**Given text**

Getting Nonvoters to Vote

United States Voting
Facebooktwitterredditlinkedin

New Orleans      Now that the candidates for the US presidential election are no longer presumed, but set firmly in concrete, the fight will be ratcheting up to win voter support.  Interestingly, in such a divided country with such well-known and established candidates, the undecided voters are likely few, making the nonvoters critical to the contest.  These so-called “ambivalent” voters are an interesting and numerically huge number of people.  A recent overview sheds some light on who they are, but maybe more importantly, what it takes to move them to the ballot box.

There are a lot of them:

…nearly half of Americans regularly join the opt-out club. The political scientists Lyn Ragsdale and Jerrold G. Rusk of Rice University have calculated that from 1920 to 2012, the slice of voters who sat out presidential contests averaged 42 percent. According to the University of Florida Election Lab, 34 percent of citizens who were eligible to vote in 2020 did not. But in any given election, those who stay home or tune out may change: Fully 25 percent of the ballots in 2020 were cast by people who didn’t vote in 2016.

These same folks estimate that “…Roughly 75 percent of nonvoters…pay at least some attention to politics.”  They’re paying attention, they just need something more to convince them to vote, which often happens when there is a clear difference between the candidates or there is some defining national event like war, recession, or, most recently, a pandemic.

Here are some other interesting bits about these folks:

  • They lean with the wind: “…Pew Research has estimated that voters who skipped both the 2016 and 2018 elections, but participated in 2020 split their votes about evenly between Joe Biden and Donald Trump.”

**Data provided**
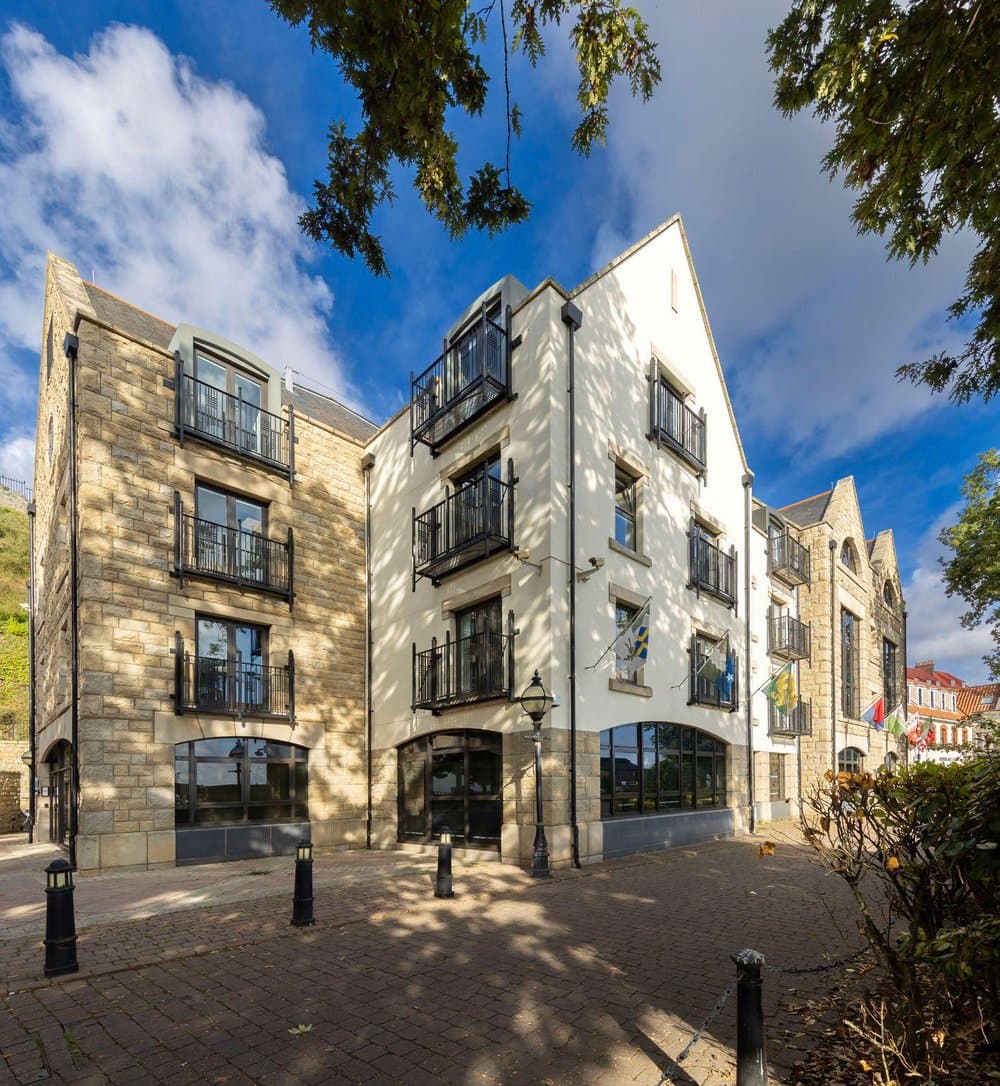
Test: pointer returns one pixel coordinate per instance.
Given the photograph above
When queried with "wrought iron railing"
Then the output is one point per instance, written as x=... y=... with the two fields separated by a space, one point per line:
x=712 y=569
x=473 y=522
x=205 y=548
x=797 y=721
x=788 y=559
x=673 y=424
x=229 y=420
x=713 y=683
x=466 y=380
x=470 y=669
x=207 y=684
x=788 y=639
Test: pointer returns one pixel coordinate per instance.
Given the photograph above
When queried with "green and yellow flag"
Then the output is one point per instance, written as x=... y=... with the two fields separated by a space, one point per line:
x=780 y=690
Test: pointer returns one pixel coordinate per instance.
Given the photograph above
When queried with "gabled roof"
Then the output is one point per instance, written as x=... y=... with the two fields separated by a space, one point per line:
x=117 y=313
x=809 y=510
x=985 y=698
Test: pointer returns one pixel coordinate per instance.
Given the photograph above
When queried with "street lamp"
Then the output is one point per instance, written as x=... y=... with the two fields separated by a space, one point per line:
x=535 y=702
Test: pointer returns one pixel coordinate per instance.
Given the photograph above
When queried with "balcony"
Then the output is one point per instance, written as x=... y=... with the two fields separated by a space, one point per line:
x=788 y=559
x=231 y=422
x=712 y=570
x=478 y=668
x=796 y=722
x=712 y=689
x=788 y=639
x=471 y=376
x=472 y=523
x=232 y=689
x=219 y=553
x=674 y=425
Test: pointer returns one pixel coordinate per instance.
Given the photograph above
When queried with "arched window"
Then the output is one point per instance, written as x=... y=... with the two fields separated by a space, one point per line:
x=850 y=760
x=848 y=556
x=452 y=781
x=649 y=768
x=236 y=780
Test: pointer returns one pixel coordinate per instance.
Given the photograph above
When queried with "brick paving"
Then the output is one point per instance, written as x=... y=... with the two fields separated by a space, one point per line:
x=597 y=976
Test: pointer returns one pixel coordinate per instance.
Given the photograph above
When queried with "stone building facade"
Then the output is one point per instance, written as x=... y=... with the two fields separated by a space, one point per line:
x=855 y=609
x=218 y=594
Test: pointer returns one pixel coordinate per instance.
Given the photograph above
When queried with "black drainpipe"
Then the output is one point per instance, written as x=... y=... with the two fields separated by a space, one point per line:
x=367 y=465
x=834 y=646
x=747 y=483
x=572 y=318
x=33 y=770
x=71 y=345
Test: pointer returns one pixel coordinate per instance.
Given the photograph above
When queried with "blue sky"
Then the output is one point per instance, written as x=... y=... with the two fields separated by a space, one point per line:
x=167 y=149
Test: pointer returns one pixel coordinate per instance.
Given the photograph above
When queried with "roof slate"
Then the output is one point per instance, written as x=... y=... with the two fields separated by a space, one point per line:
x=810 y=510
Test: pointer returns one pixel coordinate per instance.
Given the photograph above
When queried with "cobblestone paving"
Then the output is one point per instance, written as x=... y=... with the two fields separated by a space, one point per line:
x=598 y=976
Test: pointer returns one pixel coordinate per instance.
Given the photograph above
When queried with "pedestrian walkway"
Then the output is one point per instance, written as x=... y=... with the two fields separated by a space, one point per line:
x=599 y=975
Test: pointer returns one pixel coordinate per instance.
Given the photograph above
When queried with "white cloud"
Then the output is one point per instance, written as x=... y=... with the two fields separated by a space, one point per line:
x=17 y=458
x=811 y=319
x=127 y=162
x=934 y=631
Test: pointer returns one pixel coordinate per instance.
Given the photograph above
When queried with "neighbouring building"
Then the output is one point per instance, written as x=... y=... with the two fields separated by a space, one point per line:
x=853 y=607
x=200 y=569
x=570 y=458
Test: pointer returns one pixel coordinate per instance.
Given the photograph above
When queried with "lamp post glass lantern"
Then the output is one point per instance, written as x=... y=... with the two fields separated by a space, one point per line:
x=535 y=702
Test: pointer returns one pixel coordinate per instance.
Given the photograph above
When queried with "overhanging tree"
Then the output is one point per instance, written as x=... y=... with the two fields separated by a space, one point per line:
x=973 y=571
x=412 y=63
x=912 y=88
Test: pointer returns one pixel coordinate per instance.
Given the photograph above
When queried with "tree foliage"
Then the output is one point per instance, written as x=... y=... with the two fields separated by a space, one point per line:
x=912 y=88
x=410 y=63
x=973 y=570
x=920 y=850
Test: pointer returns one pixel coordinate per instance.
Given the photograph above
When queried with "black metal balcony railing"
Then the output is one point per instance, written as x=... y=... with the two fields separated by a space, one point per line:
x=459 y=672
x=712 y=570
x=224 y=419
x=788 y=559
x=709 y=684
x=227 y=687
x=788 y=639
x=471 y=376
x=473 y=522
x=204 y=548
x=673 y=424
x=796 y=722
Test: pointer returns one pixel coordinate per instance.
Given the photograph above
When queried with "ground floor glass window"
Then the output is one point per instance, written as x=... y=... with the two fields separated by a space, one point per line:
x=452 y=781
x=238 y=780
x=652 y=768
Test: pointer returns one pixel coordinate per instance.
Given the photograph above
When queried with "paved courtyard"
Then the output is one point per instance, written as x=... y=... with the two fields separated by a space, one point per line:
x=602 y=975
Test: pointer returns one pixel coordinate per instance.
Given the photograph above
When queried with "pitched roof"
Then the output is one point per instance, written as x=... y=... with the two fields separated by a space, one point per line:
x=985 y=698
x=809 y=510
x=130 y=319
x=329 y=412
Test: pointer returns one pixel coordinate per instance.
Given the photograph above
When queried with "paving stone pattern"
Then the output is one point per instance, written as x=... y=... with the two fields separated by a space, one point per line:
x=595 y=976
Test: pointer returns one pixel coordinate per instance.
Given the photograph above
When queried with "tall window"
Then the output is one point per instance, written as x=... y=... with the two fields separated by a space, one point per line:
x=655 y=767
x=850 y=760
x=776 y=777
x=888 y=673
x=625 y=508
x=850 y=664
x=239 y=779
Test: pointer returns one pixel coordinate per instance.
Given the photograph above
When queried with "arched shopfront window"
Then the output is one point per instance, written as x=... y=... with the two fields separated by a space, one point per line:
x=237 y=780
x=452 y=781
x=652 y=768
x=850 y=760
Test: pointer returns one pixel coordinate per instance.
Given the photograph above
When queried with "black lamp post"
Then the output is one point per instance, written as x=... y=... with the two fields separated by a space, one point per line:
x=535 y=702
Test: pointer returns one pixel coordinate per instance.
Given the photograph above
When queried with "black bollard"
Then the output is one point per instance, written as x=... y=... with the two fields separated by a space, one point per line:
x=302 y=901
x=751 y=1063
x=443 y=888
x=60 y=921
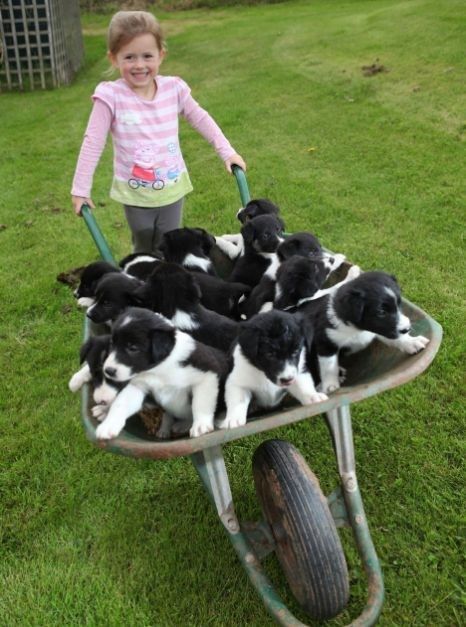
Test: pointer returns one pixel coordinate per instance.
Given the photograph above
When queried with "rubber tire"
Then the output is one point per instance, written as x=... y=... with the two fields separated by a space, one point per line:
x=307 y=543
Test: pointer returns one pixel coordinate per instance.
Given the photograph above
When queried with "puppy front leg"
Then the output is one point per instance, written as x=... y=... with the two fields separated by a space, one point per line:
x=409 y=344
x=80 y=378
x=204 y=402
x=237 y=401
x=329 y=373
x=127 y=403
x=303 y=390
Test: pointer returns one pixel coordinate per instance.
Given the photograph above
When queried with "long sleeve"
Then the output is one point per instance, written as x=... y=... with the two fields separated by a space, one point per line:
x=202 y=122
x=92 y=147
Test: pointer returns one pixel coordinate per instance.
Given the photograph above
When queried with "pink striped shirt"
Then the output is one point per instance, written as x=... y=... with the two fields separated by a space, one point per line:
x=148 y=167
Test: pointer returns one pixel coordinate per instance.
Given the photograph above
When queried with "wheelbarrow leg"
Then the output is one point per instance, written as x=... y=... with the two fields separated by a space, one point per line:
x=210 y=466
x=339 y=422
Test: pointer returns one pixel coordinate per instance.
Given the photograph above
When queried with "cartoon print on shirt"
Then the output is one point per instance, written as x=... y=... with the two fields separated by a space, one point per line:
x=145 y=172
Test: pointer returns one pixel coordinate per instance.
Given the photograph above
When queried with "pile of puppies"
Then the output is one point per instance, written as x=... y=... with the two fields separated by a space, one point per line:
x=206 y=349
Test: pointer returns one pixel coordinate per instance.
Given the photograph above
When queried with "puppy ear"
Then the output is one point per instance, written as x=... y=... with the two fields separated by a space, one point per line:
x=162 y=342
x=248 y=232
x=354 y=304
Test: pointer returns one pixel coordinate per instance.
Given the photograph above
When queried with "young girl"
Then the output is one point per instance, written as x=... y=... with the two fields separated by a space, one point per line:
x=141 y=111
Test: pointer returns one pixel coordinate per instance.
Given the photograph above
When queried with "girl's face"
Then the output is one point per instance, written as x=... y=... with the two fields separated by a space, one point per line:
x=138 y=63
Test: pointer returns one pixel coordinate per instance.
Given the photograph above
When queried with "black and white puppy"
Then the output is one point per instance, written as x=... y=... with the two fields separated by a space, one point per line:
x=352 y=316
x=94 y=351
x=152 y=357
x=232 y=245
x=173 y=292
x=139 y=265
x=262 y=236
x=269 y=360
x=113 y=294
x=299 y=279
x=190 y=248
x=219 y=295
x=92 y=273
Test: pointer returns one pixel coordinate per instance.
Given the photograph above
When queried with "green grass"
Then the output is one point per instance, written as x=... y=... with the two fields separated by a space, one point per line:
x=95 y=539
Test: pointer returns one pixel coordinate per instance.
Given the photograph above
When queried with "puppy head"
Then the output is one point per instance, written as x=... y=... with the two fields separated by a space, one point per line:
x=169 y=288
x=178 y=243
x=114 y=293
x=303 y=244
x=298 y=277
x=263 y=234
x=257 y=207
x=141 y=340
x=372 y=302
x=273 y=342
x=85 y=292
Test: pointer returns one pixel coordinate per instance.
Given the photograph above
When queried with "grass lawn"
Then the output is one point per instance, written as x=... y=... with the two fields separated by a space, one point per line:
x=373 y=165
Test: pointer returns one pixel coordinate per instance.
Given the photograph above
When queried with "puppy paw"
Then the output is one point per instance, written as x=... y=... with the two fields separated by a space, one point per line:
x=330 y=386
x=315 y=397
x=353 y=272
x=341 y=374
x=75 y=383
x=232 y=422
x=201 y=428
x=413 y=345
x=100 y=412
x=107 y=431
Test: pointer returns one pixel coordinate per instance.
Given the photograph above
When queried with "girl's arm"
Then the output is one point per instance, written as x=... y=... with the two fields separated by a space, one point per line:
x=92 y=147
x=200 y=120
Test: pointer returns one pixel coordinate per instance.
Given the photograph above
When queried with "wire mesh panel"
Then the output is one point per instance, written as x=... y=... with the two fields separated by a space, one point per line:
x=41 y=43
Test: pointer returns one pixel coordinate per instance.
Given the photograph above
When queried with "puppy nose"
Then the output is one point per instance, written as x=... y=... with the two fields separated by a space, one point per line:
x=286 y=380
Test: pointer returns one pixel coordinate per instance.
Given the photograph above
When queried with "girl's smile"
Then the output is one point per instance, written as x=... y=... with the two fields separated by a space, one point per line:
x=138 y=63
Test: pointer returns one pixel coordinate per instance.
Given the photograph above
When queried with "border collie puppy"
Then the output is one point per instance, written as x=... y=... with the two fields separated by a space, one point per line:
x=174 y=293
x=190 y=248
x=351 y=316
x=139 y=265
x=114 y=293
x=152 y=357
x=313 y=271
x=219 y=295
x=92 y=355
x=262 y=236
x=232 y=245
x=92 y=273
x=269 y=360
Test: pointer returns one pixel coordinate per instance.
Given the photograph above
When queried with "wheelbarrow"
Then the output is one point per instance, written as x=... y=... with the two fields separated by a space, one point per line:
x=299 y=522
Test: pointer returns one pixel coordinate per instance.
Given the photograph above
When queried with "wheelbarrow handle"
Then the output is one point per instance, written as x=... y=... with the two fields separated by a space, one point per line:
x=242 y=184
x=97 y=234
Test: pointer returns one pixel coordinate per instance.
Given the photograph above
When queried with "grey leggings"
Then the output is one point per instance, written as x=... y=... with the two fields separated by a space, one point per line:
x=148 y=224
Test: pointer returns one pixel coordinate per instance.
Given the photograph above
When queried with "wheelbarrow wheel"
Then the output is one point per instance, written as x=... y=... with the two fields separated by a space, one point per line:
x=307 y=543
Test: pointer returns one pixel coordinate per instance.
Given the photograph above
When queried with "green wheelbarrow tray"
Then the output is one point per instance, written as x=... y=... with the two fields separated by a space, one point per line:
x=369 y=372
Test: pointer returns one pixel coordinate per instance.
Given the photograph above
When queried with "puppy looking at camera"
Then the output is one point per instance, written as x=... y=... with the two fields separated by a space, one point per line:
x=262 y=236
x=269 y=360
x=152 y=357
x=174 y=293
x=190 y=248
x=94 y=351
x=232 y=244
x=350 y=317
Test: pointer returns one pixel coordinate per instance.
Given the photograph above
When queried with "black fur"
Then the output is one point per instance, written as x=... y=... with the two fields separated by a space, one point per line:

**Task to complete**
Resume the article above on getting nonvoters to vote, starting right after its last bullet point.

**Answer to this problem**
  • “Candidates who look or sound original – like Barack Obama or Trump – draw new voters off the sidelines because of the contrasts they create with more traditional opponents.”
  • A huge percentage of these ambivalent voters are young people.
  • “…sudden, sharp policy changes may overshadow other concerns…[so] even though 51 percent of voters cast a ballot for Republicans in the 2022 midterms, according to Pew Research, their success was blunted by unaffiliated voters for whom abortion was a key issue. These citizens voted Democratic by a margin of 12 percent.”
  • Fear and anxiety drive nonvoters to the polls. “There’s nothing like the prospect of catastrophic loss to get voters rushing off the sidelines and onto the field.”

What does all of this mean for this contest?  For one thing, expect hyperbole and lots of Chicken Little, the sky-is-falling rhetoric from all sides.  Both campaigns have likely absorbed these bullet points about what it takes to motivate nonvoters into voters, so every imaginable button is likely to be pushed.  It won’t be pretty, but whoever does it better might be the winner.